> Aim of the task: Please reproduce the passage on intragenomic heterogeneity of multicopy 16S rRNA genes in full, word for word.

Patterns of Intragenomic Heterogeneity of Multicopy 16S rRNA Genes
The pairwise similarity of multicopy 16S rRNA genes for each selected single genome was calculated and displayed in supplementary figure S2, Supplementary Material online. The pattern of distances among multicopy 16S rRNA genes within single genomes could be categorized into four patterns based on the grouping patterns of the multicopy genes (four typical patterns were selected and shown in fig. 2).
The four patterns have different number of gene copies, and differed in terms of gene copy similarities. As shown in figure 2 and supplementary figure S2, Supplementary Material online, pattern I contained two copies of the 16S rRNA gene and demonstrated an identity less than 98% with the representative genome of Chlamydia trachomatis RC Js 122 (NC_021891, 2.94% dissimilarity between the two copies). Pattern II contained two groups of 16S rRNA genes, of which one might have been duplicated into several copies (identity > 99%); the identity of the two groups was less than 98%. The representative genome was obtained from Thermoanaerobacter pseudethanolicus ATCC33223 (NC_010321), and it contained three highly similar 16S rRNA gene copies with a lowest intragenomic identity of 99.6% and a heterogeneous copy with an identity less than 94.8% compared with the other three copies. Pattern III included three separate groups, among which one or two groups might have contained duplicated copies. The lowest identity between the pairwise groups was less than 98%. The representative genome of Vibrio anguillarum 775 (NC_015633) had a lowest pairwise identity of 2.1%. Pattern IV contained more than three separate groups, and some of the groups might have contained duplicated copies (identity > 99%). The representative genome E. coli CFT073 (NC_004431) contained four separated groups with a lowest pairwise identity of 97.6%.

> Data to examine:

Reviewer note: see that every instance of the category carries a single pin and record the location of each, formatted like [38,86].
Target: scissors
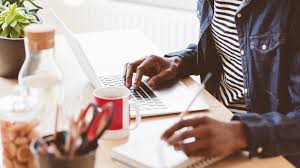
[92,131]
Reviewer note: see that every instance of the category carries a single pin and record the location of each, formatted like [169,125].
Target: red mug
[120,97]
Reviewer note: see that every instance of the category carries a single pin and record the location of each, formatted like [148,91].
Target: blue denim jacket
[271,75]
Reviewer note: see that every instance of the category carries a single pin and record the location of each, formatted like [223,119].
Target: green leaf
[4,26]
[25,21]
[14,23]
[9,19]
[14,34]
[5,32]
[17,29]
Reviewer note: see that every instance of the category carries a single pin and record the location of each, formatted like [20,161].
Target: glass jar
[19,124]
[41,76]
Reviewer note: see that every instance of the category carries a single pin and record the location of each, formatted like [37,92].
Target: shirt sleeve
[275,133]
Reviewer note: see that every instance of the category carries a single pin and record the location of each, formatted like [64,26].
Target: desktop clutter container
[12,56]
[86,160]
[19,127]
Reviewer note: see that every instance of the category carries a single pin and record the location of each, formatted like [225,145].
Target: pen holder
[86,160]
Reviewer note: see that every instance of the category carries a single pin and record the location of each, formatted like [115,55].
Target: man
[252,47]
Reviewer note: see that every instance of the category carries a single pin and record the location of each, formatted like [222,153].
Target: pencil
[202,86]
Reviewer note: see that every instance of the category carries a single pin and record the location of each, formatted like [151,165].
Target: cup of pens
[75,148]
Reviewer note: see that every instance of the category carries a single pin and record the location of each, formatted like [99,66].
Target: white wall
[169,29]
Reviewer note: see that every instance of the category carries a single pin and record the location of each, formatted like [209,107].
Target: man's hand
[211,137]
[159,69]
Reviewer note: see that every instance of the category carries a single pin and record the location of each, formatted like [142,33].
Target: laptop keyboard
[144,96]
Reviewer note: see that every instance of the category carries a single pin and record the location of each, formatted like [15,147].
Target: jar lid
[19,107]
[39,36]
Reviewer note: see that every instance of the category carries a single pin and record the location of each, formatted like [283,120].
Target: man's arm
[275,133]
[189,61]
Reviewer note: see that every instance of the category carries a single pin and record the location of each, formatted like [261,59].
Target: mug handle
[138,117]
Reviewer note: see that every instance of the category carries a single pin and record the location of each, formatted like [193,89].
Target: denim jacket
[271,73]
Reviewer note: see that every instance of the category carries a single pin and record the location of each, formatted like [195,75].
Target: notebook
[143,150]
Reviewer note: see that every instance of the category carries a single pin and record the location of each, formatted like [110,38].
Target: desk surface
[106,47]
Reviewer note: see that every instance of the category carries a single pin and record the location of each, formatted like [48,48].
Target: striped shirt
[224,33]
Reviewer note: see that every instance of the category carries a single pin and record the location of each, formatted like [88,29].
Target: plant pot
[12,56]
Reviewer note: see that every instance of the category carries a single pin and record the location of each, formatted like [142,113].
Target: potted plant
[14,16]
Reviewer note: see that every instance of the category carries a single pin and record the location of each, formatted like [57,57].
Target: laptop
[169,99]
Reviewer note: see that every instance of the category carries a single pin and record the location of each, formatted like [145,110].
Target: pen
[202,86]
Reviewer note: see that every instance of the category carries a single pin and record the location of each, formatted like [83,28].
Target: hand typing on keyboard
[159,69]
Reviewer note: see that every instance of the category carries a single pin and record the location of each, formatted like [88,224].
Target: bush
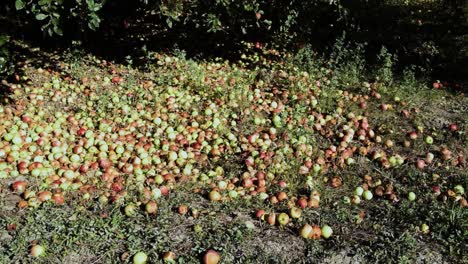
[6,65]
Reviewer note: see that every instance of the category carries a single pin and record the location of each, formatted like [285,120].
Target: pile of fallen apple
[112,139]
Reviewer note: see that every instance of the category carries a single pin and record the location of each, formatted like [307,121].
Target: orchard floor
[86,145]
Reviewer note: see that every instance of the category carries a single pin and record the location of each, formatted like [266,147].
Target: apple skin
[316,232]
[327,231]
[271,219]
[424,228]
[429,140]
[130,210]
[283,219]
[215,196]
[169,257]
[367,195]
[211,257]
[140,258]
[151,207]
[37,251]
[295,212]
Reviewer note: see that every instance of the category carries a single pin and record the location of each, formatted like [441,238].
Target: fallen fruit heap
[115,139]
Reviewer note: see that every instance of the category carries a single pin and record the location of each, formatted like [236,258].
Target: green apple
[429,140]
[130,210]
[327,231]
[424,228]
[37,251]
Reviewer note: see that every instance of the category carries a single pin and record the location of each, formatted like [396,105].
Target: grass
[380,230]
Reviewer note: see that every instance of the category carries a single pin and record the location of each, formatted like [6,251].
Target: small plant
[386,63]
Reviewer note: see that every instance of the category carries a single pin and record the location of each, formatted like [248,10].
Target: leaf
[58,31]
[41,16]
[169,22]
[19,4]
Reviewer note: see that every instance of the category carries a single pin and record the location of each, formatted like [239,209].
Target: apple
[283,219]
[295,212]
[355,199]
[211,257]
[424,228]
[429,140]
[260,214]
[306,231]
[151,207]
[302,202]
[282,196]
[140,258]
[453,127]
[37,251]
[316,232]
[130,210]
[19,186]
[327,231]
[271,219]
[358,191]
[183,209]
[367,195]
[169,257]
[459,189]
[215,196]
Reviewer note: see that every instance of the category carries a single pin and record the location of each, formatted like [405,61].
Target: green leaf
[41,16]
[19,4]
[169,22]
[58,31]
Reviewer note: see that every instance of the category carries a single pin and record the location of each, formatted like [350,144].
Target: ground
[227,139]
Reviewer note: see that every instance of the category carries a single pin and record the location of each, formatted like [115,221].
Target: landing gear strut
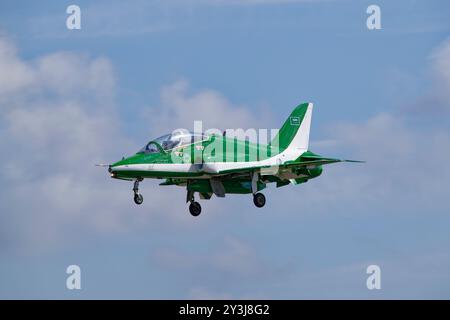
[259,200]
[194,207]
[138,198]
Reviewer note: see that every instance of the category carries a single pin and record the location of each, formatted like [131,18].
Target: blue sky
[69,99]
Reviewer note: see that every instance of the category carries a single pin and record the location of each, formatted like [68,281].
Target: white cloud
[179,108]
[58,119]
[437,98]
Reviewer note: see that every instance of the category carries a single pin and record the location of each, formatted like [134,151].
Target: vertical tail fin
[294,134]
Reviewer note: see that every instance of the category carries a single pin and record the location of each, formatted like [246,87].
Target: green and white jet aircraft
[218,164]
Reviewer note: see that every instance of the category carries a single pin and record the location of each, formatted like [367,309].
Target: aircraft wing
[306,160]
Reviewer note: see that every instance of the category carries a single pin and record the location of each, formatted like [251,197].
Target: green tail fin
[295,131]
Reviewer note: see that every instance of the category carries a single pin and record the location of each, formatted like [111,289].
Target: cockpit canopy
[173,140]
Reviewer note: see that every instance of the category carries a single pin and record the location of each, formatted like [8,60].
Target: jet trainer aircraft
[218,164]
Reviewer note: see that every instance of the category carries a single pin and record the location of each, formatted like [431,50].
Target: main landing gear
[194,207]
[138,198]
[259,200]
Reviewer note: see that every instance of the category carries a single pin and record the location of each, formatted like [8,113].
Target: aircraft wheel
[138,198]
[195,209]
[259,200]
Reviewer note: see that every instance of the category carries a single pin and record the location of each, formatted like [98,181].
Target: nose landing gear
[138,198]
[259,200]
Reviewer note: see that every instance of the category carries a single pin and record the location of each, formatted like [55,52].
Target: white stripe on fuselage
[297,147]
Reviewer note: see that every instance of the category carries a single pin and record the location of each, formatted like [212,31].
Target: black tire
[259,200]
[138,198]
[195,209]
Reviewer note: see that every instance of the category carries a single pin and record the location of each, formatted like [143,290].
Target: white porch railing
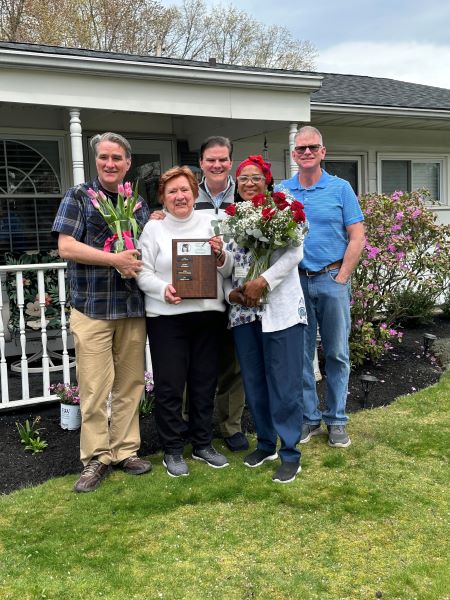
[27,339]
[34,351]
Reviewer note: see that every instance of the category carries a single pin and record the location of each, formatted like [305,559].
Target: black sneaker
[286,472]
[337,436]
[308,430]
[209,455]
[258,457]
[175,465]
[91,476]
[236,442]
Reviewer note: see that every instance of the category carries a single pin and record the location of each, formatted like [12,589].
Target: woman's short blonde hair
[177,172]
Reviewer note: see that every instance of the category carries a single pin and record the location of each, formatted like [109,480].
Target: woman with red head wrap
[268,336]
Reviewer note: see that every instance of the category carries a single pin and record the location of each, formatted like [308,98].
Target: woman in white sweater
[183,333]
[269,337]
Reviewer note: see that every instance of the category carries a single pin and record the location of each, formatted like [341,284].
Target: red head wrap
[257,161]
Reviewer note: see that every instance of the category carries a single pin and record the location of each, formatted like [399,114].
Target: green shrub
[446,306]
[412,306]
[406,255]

...

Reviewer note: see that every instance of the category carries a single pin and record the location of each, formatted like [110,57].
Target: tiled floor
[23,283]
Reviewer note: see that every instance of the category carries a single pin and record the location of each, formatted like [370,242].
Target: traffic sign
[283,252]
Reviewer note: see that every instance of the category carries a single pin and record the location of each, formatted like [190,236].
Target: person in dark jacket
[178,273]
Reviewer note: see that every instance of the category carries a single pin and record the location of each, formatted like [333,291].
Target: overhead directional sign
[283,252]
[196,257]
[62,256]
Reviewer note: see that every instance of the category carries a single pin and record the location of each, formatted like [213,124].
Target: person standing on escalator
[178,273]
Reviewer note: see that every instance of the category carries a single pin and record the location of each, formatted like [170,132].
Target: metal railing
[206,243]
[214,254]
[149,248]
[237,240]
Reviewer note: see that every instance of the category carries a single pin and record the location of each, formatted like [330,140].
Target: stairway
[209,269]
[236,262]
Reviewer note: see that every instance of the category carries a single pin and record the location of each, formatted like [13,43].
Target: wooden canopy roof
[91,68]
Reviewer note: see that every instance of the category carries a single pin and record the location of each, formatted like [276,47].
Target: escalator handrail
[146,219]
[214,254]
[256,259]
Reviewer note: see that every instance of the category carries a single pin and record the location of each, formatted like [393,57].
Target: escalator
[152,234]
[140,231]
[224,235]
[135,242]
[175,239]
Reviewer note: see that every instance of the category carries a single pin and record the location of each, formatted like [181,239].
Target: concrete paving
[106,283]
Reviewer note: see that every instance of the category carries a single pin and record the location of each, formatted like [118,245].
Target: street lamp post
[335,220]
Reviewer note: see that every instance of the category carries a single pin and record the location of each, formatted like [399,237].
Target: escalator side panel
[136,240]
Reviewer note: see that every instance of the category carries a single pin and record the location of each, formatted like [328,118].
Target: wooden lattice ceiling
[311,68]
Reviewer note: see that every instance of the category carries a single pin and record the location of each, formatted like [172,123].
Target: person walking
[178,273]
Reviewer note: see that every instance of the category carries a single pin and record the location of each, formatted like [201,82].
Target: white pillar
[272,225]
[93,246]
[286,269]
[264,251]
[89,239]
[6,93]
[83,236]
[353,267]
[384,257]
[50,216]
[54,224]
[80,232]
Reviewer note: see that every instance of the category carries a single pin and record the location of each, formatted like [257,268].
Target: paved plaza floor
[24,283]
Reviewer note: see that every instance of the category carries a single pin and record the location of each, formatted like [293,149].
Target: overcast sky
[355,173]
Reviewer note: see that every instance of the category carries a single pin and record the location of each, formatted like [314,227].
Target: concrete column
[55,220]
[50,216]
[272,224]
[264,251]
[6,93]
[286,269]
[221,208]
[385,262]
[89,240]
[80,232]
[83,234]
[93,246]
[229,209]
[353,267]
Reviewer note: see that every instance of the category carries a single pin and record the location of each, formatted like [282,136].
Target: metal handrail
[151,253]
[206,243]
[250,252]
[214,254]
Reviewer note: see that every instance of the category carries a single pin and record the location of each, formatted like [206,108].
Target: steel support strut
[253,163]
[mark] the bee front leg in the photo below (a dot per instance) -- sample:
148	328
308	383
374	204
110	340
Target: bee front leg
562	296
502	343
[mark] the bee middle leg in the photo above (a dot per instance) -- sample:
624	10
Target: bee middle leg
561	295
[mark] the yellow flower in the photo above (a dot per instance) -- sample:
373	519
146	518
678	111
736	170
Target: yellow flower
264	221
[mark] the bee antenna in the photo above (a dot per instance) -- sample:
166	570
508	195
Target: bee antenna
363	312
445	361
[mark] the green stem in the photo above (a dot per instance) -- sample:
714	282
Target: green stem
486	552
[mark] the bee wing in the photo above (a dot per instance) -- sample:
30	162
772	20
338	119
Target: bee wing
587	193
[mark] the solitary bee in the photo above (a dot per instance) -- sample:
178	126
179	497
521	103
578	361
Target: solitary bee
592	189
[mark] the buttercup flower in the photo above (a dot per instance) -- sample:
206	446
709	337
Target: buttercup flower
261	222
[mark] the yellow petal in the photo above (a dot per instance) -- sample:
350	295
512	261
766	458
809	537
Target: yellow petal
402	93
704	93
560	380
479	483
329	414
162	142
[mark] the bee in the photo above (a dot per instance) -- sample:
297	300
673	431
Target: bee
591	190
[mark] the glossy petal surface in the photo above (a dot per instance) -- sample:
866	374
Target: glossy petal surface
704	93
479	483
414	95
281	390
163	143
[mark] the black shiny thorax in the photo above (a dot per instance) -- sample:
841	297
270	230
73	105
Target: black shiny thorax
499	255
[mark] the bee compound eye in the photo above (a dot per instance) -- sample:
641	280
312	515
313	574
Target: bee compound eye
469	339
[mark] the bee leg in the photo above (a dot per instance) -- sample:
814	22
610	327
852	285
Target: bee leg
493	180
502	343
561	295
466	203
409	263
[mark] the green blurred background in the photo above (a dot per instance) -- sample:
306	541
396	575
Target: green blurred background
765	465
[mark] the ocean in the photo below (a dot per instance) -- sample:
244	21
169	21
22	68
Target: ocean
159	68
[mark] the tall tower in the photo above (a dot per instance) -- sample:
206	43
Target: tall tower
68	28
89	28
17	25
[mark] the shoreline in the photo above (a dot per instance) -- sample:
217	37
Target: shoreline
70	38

--

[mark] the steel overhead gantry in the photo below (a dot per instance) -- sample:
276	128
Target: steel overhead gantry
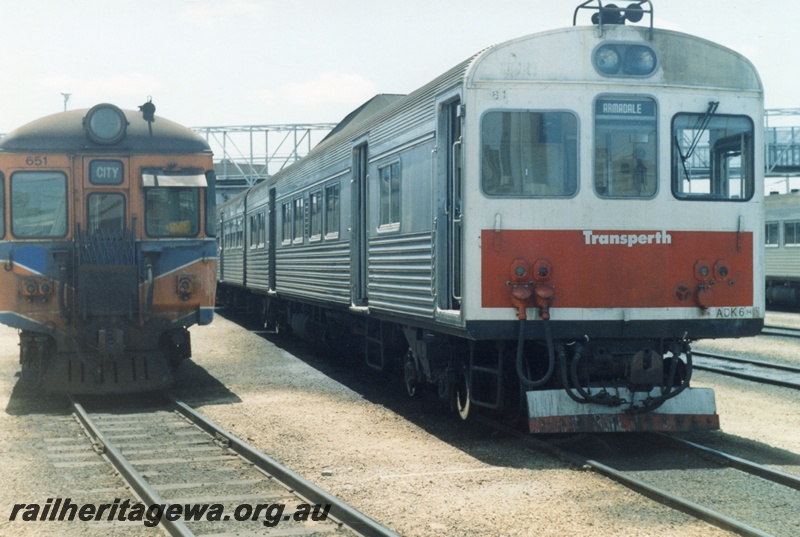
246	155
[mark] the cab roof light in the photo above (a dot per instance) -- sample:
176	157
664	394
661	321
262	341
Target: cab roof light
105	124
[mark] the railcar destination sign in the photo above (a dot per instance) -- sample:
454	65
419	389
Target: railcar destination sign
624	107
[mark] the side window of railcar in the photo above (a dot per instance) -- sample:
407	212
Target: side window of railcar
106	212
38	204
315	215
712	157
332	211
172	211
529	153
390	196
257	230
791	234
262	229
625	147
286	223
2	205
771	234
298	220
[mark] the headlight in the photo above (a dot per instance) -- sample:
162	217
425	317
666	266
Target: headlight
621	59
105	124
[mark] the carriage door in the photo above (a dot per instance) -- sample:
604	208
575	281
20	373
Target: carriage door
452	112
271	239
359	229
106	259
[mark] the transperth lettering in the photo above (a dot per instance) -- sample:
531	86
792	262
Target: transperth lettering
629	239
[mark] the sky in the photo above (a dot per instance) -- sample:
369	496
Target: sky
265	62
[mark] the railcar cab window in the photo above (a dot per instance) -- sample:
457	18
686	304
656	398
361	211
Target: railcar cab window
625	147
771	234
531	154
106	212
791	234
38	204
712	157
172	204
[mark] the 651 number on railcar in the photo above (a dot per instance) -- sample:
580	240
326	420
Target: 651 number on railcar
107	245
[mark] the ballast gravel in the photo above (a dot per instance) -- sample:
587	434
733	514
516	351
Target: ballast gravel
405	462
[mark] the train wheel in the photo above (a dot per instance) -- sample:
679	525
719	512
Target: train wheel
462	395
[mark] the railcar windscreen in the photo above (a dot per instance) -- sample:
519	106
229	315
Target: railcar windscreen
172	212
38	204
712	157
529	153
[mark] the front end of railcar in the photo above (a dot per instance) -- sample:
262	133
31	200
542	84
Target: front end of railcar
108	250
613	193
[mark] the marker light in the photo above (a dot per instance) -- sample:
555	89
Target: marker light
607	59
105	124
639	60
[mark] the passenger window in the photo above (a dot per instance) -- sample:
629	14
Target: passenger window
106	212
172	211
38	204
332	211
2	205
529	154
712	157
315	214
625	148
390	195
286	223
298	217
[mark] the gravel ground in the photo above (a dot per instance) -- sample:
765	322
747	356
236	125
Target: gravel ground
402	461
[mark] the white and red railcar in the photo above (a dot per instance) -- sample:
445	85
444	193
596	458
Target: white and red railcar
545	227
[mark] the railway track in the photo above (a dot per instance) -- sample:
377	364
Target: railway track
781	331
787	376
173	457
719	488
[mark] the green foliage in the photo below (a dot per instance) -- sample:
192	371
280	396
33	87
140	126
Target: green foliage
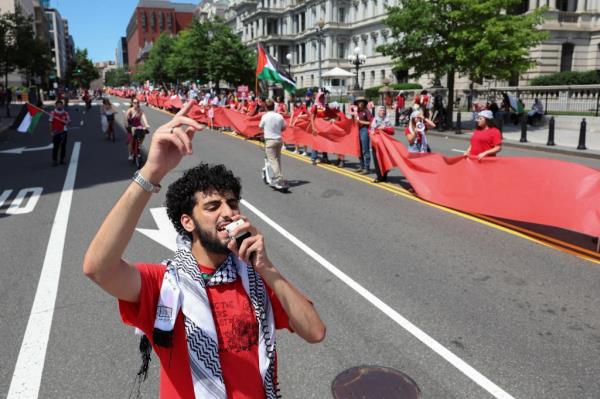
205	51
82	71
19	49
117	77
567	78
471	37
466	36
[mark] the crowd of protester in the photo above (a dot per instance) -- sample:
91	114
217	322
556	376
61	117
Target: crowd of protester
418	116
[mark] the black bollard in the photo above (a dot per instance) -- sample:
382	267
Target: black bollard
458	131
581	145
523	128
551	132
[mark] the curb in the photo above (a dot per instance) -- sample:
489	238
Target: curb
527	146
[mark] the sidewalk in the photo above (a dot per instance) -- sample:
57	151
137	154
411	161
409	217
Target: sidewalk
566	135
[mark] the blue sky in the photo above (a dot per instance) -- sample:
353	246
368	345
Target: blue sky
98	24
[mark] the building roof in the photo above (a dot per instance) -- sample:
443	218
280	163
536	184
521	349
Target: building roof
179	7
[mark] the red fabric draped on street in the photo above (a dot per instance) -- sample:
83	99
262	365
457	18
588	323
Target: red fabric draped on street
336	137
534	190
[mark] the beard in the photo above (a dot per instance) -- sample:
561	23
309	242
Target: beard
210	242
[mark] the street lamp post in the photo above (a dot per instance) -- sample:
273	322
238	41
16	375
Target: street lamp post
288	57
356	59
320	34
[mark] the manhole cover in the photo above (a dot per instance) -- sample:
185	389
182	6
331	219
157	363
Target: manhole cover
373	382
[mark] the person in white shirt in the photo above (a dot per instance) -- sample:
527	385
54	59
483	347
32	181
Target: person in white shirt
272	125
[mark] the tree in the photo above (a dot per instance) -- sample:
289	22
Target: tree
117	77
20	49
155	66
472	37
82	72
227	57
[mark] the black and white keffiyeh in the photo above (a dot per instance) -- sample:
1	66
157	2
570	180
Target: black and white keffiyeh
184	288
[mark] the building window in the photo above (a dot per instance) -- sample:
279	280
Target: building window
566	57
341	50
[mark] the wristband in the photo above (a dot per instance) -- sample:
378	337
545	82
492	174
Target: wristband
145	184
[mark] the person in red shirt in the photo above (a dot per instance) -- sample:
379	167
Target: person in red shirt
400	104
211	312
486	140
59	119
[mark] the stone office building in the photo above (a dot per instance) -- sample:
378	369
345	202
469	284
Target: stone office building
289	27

> Reply to the task:
Patterns of Intragenomic Heterogeneity of Multicopy 16S rRNA Genes
The pairwise similarity of multicopy 16S rRNA genes for each selected single genome was calculated and displayed in supplementary figure S2, Supplementary Material online. The pattern of distances among multicopy 16S rRNA genes within single genomes could be categorized into four patterns based on the grouping patterns of the multicopy genes (four typical patterns were selected and shown in fig. 2).
The four patterns have different number of gene copies, and differed in terms of gene copy similarities. As shown in figure 2 and supplementary figure S2, Supplementary Material online, pattern I contained two copies of the 16S rRNA gene and demonstrated an identity less than 98% with the representative genome of Chlamydia trachomatis RC Js 122 (NC_021891, 2.94% dissimilarity between the two copies). Pattern II contained two groups of 16S rRNA genes, of which one might have been duplicated into several copies (identity > 99%); the identity of the two groups was less than 98%. The representative genome was obtained from Thermoanaerobacter pseudethanolicus ATCC33223 (NC_010321), and it contained three highly similar 16S rRNA gene copies with a lowest intragenomic identity of 99.6% and a heterogeneous copy with an identity less than 94.8% compared with the other three copies. Pattern III included three separate groups, among which one or two groups might have contained duplicated copies. The lowest identity between the pairwise groups was less than 98%. The representative genome of Vibrio anguillarum 775 (NC_015633) had a lowest pairwise identity of 2.1%. Pattern IV contained more than three separate groups, and some of the groups might have contained duplicated copies (identity > 99%). The representative genome E. coli CFT073 (NC_004431) contained four separated groups with a lowest pairwise identity of 97.6%.